しかし、1型糖尿病はほとんど、あるいは全くインスリンを分泌することができません。そのため、1型糖尿病の場合は体の外から注射でインスリンを補充する必要があります。
1型糖尿病も後述する2型糖尿病も高血糖が続くことによる症状が現れます。ただし、1型糖尿病では以下のような症状が「突然」かつ「急に」が現れることが特徴です。
・多飲
・頻尿
・倦怠感
・急激な体重減少
1型糖尿病の原因ははっきりとはわかっていませんが、免疫反応の異常(自己免疫)によってすい臓のβ細胞が破壊されることが原因と考えられています。1型糖尿病の遺伝性については後述します。
2型糖尿病の特徴
現在、日本の糖尿病患者の9割以上が2型糖尿病といわれています。2型糖尿病はインスリンの分泌量が減ったり、インスリンの作用不足によって血糖値が高い状態が続く病気です。2型糖尿病は初期段階ではほとんど自覚症状が見られません。
■ ■ ■ ■ ■
◆ 課題 A ◆
糖尿病の解説文にある「現在、日本の糖尿病患者の9割以上が2型糖尿病といわれています。」を英語に訳してください。
◆ 課題 B ◆
糖尿病の解説文によると、1型糖尿病の原因は何と考えられていますか。
◆ 課題 C ◆
糖尿病の解説文を、最後の文の後から書き継いでください。

◆ データ内容 ◆
■ ■ ■ ■ ■
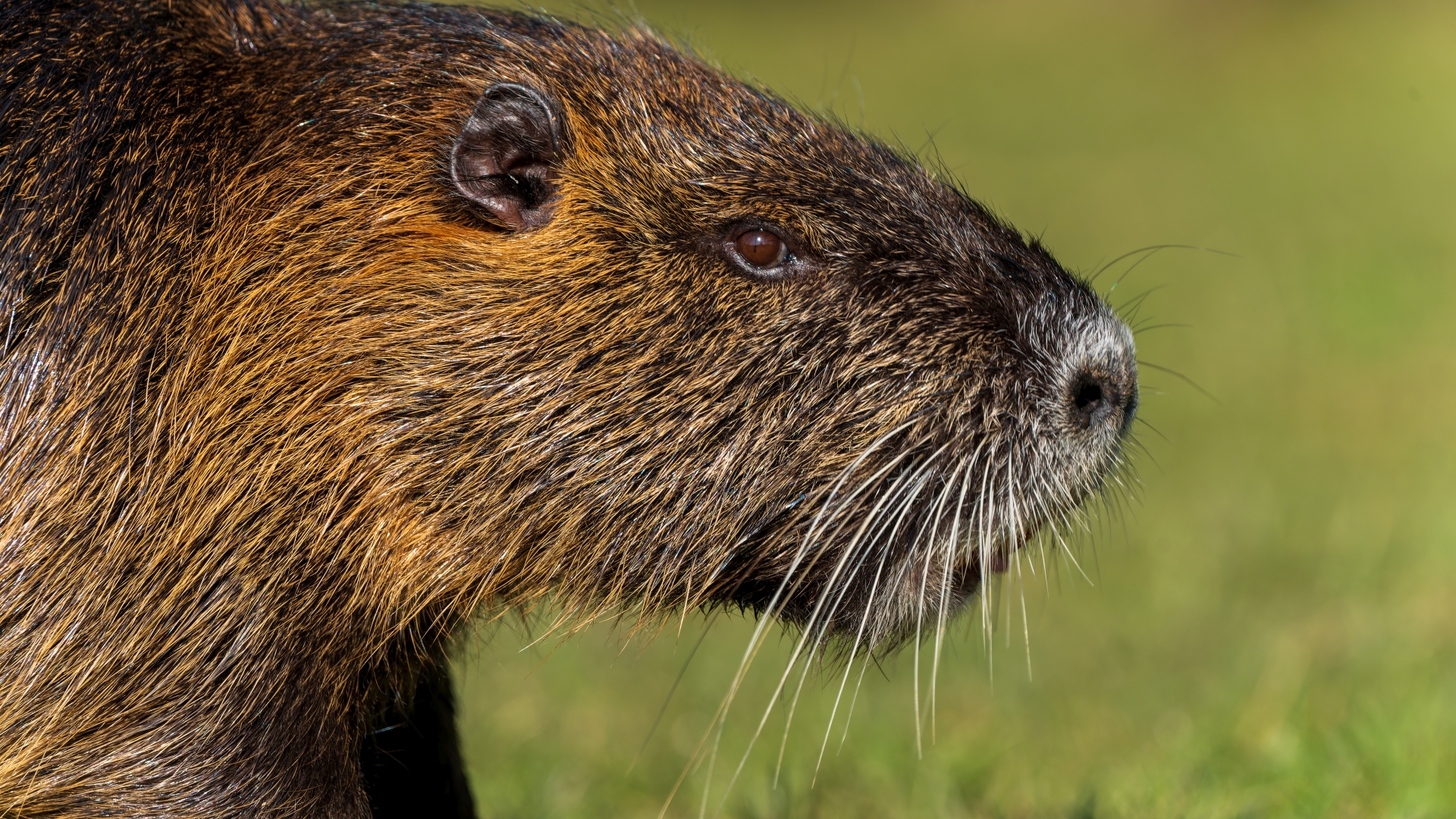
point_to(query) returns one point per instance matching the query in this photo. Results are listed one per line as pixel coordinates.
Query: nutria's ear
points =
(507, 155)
■ ■ ■ ■ ■
◆ 最終回答 A ◆
Currently, more than 90 percent of diabetes patients in Japan are said to have type 2 diabetes.

◆ 最終回答 B ◆
免疫反応の異常（自己免疫）によって、すい臓のβ細胞が破壊されることです。

◆ 最終回答 C ◆
しかし、病気が進行すると、以下のような症状が「少しずつ」「ゆっくりと」現れます。
・皮膚がかゆい
・皮膚の乾燥
・頻尿
・手足の痺れや違和感
・傷が治りにくい
・多飲
・倦怠感
・目がかすむ
2型糖尿病は体質などの遺伝的要因と食生活などの生活習慣が組み合わさることで発症するといわれています。そのため、2型糖尿病の場合は食事療法と運動療法で血糖値をコントロールし、それでも改善しない場合は薬物療法を取り入れるというのが治療の基本になります。2型糖尿病の遺伝性についても後述します。
糖尿病が遺伝する可能性について
糖尿病は発症原因が種類によって異なるため、遺伝するかどうかも糖尿病の種類によって違います。1型糖尿病と2型糖尿病について遺伝する可能性があるかどうか見ていきます。
1型糖尿病の遺伝の可能性
前述のとおり、1型糖尿病の原因ははっきりとはわかっていませんが、自己免疫によってインスリンを分泌するβ細胞が破壊されることが原因といわれています。そのため、1型糖尿病の発症に特定の遺伝子が影響しているわけではないと考えられています。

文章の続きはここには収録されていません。